[[ RECORDS PROVIDED, beginning ]]

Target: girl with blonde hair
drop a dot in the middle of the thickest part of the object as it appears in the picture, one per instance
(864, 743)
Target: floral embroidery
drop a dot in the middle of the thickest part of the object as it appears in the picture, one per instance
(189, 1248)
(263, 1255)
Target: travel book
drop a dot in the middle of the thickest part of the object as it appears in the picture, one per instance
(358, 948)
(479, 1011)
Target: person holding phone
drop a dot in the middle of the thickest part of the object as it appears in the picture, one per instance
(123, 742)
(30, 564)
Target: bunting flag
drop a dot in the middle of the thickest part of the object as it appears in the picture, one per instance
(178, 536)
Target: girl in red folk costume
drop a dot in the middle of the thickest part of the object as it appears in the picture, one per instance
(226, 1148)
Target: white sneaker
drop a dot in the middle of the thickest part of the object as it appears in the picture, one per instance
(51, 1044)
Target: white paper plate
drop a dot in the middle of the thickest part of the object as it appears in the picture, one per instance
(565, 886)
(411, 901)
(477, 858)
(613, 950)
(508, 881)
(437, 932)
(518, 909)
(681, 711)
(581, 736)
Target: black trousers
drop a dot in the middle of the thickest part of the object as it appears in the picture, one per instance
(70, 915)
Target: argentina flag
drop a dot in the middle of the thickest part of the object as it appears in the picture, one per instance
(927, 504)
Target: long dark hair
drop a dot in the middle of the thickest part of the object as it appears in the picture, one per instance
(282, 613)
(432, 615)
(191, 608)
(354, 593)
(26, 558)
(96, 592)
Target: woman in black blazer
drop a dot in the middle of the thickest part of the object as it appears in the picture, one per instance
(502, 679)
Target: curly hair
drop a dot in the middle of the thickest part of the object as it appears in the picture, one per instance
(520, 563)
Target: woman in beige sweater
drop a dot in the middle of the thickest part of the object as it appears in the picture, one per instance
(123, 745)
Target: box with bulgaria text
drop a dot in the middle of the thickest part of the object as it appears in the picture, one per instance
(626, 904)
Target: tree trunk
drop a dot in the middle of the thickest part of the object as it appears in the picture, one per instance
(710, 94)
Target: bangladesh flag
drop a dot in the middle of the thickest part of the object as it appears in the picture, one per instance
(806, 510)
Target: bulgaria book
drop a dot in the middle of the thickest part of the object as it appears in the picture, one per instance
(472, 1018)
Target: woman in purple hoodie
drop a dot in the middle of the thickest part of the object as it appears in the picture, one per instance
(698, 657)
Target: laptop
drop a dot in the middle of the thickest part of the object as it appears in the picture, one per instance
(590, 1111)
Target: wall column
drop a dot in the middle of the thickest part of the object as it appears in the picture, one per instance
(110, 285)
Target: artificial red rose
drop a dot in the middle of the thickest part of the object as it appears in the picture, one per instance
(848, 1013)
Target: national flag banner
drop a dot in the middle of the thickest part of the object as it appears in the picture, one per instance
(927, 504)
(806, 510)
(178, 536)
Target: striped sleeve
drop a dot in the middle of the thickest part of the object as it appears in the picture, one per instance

[[ RECORDS PROVIDED, end ]]

» WHAT THE TASK REQUIRES:
Every entry must be given again exactly as it reads.

» SOLUTION FOR THIS TASK:
Target: girl with blonde hair
drop a dot in the middle of the thickest part of the object as it appears in the picture, one per instance
(864, 743)
Target: floral embroidery
drop a dot in the middle of the thickest part of the object as it appears in the picture, one per instance
(189, 1248)
(263, 1255)
Target: travel book
drop a dot in the middle of the thickest part of the object as it appears in the picture, one per instance
(358, 948)
(479, 1011)
Target: person holding phone
drop a dot in the middle of the thickest part of the object as it appears in the picture, one per instance
(123, 742)
(30, 564)
Target: bunting flag
drop a dot in the middle of the thickest part of the object as it appears in the picture, one per instance
(178, 536)
Target: girl in red folk costume
drop a dot in the middle of the thickest part of the object as it appears in the picture, one per instance
(226, 1148)
Target: white sneaker
drop a dot in the middle of the thickest part of the object as it appears in the picture, one per instance
(51, 1044)
Target: white paper plate
drop a dot in the middle of the thickest part of the object as it appears in the picture, one per instance
(565, 886)
(411, 901)
(477, 858)
(613, 950)
(508, 881)
(437, 932)
(518, 909)
(681, 711)
(581, 736)
Target: black trousers
drop a dot in the middle of the thickest part of the object as it appears in the picture, one per instance
(70, 915)
Target: argentina flag
drop a dot in the middle of the thickest part of the object as it appears in the picture, one per instance
(927, 504)
Target: long dark hair
drop a dot in the middle of the thickest part of the object as it appears in the picture, one per instance
(282, 613)
(432, 615)
(191, 608)
(354, 593)
(26, 558)
(96, 592)
Target: woman in black blazer
drop a dot in the middle of the thickest part of the object as it appears in the picture, one per instance
(502, 679)
Target: curly hair
drop a dot in the middle of the thickest part of the object as it appears in the picture, one per instance
(520, 563)
Target: woman in beige sweater
drop a dot in the middle of the thickest part of the object as it appears in the picture, one per instance
(123, 745)
Target: box with bulgaria text
drop a dot in the middle of the thickest part of the object as it appears in the picture, one per instance
(626, 904)
Target: tree trunk
drop a dot in the middle of the thickest part of the object as it appears in the picture, one per instance
(710, 94)
Target: bangladesh flag
drop a dot in the middle of the thickest part of the object as it appears in the picture, one per instance
(806, 510)
Target: bulgaria book
drop a dot in the middle of the thickest part of the object as it appears in the picture, one per instance
(472, 1018)
Target: woman in purple hoodie
drop a dot in the middle of the thickest part of the object as it appears in the picture, one per instance
(698, 657)
Target: laptop
drop a dot in the middle of the thickest part of the object as it appears in the picture, one per instance
(590, 1111)
Target: wall column
drop a dot in the middle of the thickest part of the object as it appears in the picture, one per instance
(110, 285)
Target: artificial red rose
drop a dot in the middle of the thickest part of the object as it appears in the picture, one per instance
(848, 1013)
Target: national flag banner
drop a dot in the middle of the thickest part of the object as it appears in the picture, one per instance
(927, 504)
(806, 510)
(178, 536)
Target: striped sleeve
drop a dot in the middle of the thickest part of the object as it appears in the picture, one per instance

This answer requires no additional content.